#### [REQUIREMENT]
Reproduce every entry exactly.

---------- DATA EXTRACT

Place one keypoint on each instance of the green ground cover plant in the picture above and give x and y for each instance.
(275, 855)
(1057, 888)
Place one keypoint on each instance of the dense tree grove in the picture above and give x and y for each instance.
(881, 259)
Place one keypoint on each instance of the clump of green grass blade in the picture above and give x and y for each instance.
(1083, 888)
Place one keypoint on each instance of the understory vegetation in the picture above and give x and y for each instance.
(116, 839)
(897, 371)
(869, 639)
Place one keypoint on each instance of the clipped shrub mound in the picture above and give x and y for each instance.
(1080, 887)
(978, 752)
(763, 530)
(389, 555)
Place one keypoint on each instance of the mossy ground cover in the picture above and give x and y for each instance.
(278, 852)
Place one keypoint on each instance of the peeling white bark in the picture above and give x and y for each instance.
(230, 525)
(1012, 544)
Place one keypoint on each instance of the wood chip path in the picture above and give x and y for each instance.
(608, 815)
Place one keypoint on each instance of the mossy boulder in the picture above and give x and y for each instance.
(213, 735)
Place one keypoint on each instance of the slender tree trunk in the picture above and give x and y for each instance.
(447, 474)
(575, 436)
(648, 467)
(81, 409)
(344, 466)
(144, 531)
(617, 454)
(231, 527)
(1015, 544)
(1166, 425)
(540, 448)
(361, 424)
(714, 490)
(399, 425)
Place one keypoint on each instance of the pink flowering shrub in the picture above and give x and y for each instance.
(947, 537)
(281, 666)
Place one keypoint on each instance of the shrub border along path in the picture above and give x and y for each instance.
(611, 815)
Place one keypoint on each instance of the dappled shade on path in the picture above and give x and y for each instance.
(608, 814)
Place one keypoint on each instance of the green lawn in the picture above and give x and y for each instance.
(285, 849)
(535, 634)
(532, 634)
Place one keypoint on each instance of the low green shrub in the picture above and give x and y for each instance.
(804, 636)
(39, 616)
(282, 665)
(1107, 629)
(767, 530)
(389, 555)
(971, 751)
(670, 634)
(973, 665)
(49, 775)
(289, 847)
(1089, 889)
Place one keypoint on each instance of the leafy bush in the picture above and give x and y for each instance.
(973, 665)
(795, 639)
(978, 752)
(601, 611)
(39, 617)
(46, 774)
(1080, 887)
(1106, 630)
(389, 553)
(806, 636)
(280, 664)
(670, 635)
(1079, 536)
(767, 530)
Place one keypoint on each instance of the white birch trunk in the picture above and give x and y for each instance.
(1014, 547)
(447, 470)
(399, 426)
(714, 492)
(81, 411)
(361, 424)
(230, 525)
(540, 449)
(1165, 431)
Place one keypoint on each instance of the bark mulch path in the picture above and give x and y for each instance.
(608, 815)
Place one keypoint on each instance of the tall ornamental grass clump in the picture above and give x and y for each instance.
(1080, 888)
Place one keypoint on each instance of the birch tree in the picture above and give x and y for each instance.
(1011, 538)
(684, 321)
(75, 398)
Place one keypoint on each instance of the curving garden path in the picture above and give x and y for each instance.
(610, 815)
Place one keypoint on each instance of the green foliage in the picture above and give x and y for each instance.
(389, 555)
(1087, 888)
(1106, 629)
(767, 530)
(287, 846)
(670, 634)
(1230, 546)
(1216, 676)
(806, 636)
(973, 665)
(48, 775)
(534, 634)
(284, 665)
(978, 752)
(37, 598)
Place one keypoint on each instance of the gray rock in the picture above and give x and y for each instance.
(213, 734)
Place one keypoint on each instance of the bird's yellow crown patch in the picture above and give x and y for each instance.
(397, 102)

--------------------

#### [RESULT BELOW]
Place one keypoint on each instance of the green ground cover plant in the picture above and give x and y for each instance.
(275, 855)
(1057, 888)
Place one keypoint on each instance of the dense tree grove in the picture above and give x and y for each instance.
(881, 259)
Place one keypoint on each instance of the clump of green grass blade in the picture above and give x and y for each instance.
(1083, 888)
Place one keypoint on each instance of the understory vegetation in the picture above and give x and y for each instance.
(116, 839)
(897, 371)
(869, 639)
Place one keypoint on each instance of the clipped shrub mound in the picture above and give x and y for each instance.
(1080, 887)
(978, 752)
(763, 530)
(389, 555)
Place one keypoint on each instance of the mossy ground cover in the picture above and give x and y for each instance.
(278, 852)
Place one keypoint on each instance of the peeling white bark in the picture above and give x and y for each instance.
(230, 525)
(1012, 544)
Place one keypoint on each instance of the wood chip path in the picture above and give x and y for each instance.
(608, 815)
Place one keypoint on each instance of the mossy boulder in the picture above and give x and y for each instance.
(213, 735)
Place one keypoint on each instance of the slender tree trunk in the picture above and give x and y for each instance.
(447, 474)
(575, 436)
(648, 467)
(81, 409)
(344, 466)
(144, 531)
(617, 454)
(231, 527)
(1015, 544)
(1166, 425)
(540, 448)
(361, 424)
(714, 490)
(399, 425)
Place one keypoint on each instance of the pink flowering shrub in the picture above and give x and y for each instance.
(947, 537)
(281, 666)
Place one keypoint on each instance of the shrub border along path in the picture above and give x and y for each instance.
(611, 815)
Place one keypoint on each instance of the dappled shade on path in the picture above and give x and y for each instance.
(608, 814)
Place one keypoint on each instance of the green lawn in the picture above and give x and y for each instance.
(285, 849)
(535, 634)
(532, 634)
Place one keypoint on each instance of the low green shrub in the picture above and give x and y for each instance.
(804, 636)
(39, 616)
(282, 665)
(1107, 629)
(767, 530)
(389, 555)
(971, 751)
(670, 634)
(973, 665)
(49, 775)
(289, 847)
(1089, 889)
Place one keypoint on each instance of the leafy bush in the picture above and give x and y for each instance.
(973, 665)
(795, 639)
(978, 752)
(601, 611)
(39, 617)
(46, 774)
(1080, 887)
(1106, 630)
(389, 553)
(806, 636)
(280, 664)
(670, 635)
(1079, 536)
(767, 530)
Place one keypoint on each instance of the white birch trunk in the picture above and give x and y for each instance.
(1014, 547)
(447, 470)
(399, 426)
(714, 492)
(81, 411)
(361, 424)
(230, 525)
(540, 449)
(1165, 431)
Place one keypoint on each instance of the bark mulch path in the picture above and give x and y for each instance.
(608, 815)
Place one keypoint on each instance of the tall ornamental grass clump in the picture above and give x and y for each instance.
(1080, 888)
Place one keypoint on each instance of the birch tree in the picture above and give x and y for each instance.
(1011, 538)
(684, 321)
(75, 398)
Place one keypoint on each instance of the curving garden path in the picture above and give x and y for each instance.
(610, 815)
Place one keypoint on each instance of the green foliage in the picture above and give x and y for each instance.
(389, 555)
(1087, 888)
(1106, 629)
(767, 530)
(287, 846)
(670, 634)
(1230, 546)
(1216, 676)
(806, 636)
(973, 665)
(48, 775)
(534, 634)
(284, 665)
(978, 752)
(37, 598)
Place one keypoint on each instance of the gray rock in the picture above and give x and y for each instance.
(213, 734)
Place one keypoint on each instance of the bird's yellow crown patch in the picture above and give x and y for each instance.
(397, 102)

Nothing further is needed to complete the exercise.